_Source passage_
+++

You know that a song is catchy when you wake up and it's playing in your head. What was it? 12:30? I was thirsty from too much curry and wine and the lights were still on all over the house. I had been watching a strange Hong Kong sci-fi film earlier and had fallen asleep. I woke up knowing that the cat had to come in, that my teeth needed to be brushed and that I was parched. It was then that that song hit me. The chorus came in loud and clear.
It was long overdue finding that album. I came across it last Saturday at Goodwill. I was doing my daily prowl for cookbooks and movies and decided to hit up the cd's, too. Don't generally because of the price break but it's not retail so there. Apparently it was part of that day's restock. Melt. I had never seen Rascall Flatts albums out there before. Wasn't interested in any of their albums but that one. I suppose to have seen me discover it would have been a treat. A boy on Christmas morning was definitely the look I had on my face.
It's was that song, though, that made it such a big deal. Love you out loud. You told me, oh, back in November of '06 that you put that album on hold for me. We were sitting in your car. It was rainy out that day. You told me that you wanted me to hear that one song. That that song was how you felt, that no matter what happened between us that you still felt that way. I suppose I couldn't wait, or got peevish or something but after a few months I took the record off my hold list. Regretted it, as I couldn't remember who or what it was that I was looking for. One day I came across it on a hold list, not the album but the song on C/W compliation. I stole away to the librarian's room, jacked that album into a portable deck and was transported back to that moment at Bataan Park when you told me about it.

+++

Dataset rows
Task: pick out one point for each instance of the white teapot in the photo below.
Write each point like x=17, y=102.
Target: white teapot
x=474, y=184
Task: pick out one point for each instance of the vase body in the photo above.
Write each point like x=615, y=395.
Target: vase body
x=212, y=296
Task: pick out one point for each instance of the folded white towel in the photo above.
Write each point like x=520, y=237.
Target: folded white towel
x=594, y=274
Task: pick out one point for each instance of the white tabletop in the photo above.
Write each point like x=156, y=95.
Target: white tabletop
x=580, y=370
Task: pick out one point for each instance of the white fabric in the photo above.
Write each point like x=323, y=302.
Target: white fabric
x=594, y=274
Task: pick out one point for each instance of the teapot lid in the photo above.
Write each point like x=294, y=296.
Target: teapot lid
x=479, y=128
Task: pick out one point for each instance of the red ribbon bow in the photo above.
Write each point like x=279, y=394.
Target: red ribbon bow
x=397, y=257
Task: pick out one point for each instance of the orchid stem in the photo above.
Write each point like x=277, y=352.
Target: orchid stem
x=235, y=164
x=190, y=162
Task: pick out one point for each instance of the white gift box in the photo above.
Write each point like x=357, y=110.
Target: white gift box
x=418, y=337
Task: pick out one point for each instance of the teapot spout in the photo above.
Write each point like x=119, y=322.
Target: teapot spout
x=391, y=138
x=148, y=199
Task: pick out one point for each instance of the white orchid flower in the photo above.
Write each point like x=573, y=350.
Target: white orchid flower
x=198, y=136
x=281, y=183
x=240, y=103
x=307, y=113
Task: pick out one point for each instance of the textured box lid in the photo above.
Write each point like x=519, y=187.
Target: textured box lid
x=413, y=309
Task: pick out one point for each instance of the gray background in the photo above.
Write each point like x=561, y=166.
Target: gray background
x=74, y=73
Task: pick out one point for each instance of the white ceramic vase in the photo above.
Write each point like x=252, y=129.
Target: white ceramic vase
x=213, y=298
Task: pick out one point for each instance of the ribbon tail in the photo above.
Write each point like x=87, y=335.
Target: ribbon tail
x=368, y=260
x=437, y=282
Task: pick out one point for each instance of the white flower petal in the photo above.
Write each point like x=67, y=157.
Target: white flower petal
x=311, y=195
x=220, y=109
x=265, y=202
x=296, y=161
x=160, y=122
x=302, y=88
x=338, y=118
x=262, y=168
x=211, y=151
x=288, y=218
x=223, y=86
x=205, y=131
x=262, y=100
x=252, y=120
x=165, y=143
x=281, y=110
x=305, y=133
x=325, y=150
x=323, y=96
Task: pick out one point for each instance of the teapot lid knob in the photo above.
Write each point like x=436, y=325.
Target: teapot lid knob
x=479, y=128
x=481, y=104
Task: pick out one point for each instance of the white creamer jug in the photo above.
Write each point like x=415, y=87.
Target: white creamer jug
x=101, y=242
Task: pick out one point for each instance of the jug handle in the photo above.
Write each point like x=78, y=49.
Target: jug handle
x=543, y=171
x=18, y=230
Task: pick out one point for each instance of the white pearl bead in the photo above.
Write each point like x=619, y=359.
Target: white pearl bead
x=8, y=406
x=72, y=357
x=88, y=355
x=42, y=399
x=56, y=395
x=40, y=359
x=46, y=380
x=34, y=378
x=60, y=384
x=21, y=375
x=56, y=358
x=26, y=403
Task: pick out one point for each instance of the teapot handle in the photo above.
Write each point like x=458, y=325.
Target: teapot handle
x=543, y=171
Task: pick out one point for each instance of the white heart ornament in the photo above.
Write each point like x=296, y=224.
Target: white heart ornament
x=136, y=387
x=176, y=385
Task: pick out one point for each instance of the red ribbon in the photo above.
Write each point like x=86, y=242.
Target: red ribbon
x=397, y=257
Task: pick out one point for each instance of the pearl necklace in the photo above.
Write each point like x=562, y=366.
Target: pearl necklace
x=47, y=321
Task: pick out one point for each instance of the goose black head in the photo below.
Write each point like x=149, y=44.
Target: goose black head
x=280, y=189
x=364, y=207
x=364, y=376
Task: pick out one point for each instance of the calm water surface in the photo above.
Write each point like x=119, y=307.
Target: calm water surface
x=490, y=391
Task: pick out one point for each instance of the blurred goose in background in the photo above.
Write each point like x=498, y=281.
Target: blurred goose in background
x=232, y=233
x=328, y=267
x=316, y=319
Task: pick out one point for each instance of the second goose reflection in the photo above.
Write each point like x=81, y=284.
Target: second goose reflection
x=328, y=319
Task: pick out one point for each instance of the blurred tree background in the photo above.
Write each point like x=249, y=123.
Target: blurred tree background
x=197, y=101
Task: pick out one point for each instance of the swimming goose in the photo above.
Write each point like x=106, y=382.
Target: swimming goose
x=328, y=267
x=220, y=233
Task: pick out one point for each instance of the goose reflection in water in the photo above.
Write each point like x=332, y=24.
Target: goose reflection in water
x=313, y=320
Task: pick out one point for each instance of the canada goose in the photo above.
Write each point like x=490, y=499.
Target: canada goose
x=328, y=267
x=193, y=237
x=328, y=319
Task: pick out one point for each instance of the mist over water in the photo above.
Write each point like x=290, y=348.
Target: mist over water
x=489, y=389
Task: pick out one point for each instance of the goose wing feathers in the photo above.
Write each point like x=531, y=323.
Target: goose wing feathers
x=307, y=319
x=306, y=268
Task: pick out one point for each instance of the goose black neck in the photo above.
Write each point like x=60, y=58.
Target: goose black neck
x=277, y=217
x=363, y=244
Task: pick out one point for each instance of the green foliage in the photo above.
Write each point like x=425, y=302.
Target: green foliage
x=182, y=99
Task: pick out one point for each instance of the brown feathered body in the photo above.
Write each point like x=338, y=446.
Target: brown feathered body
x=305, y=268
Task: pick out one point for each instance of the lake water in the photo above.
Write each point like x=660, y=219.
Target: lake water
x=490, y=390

+++

_Written request_
Please name the store where the album was found, according to the blog post. Rely only on the blog post, not the records.

_Task output_
Goodwill.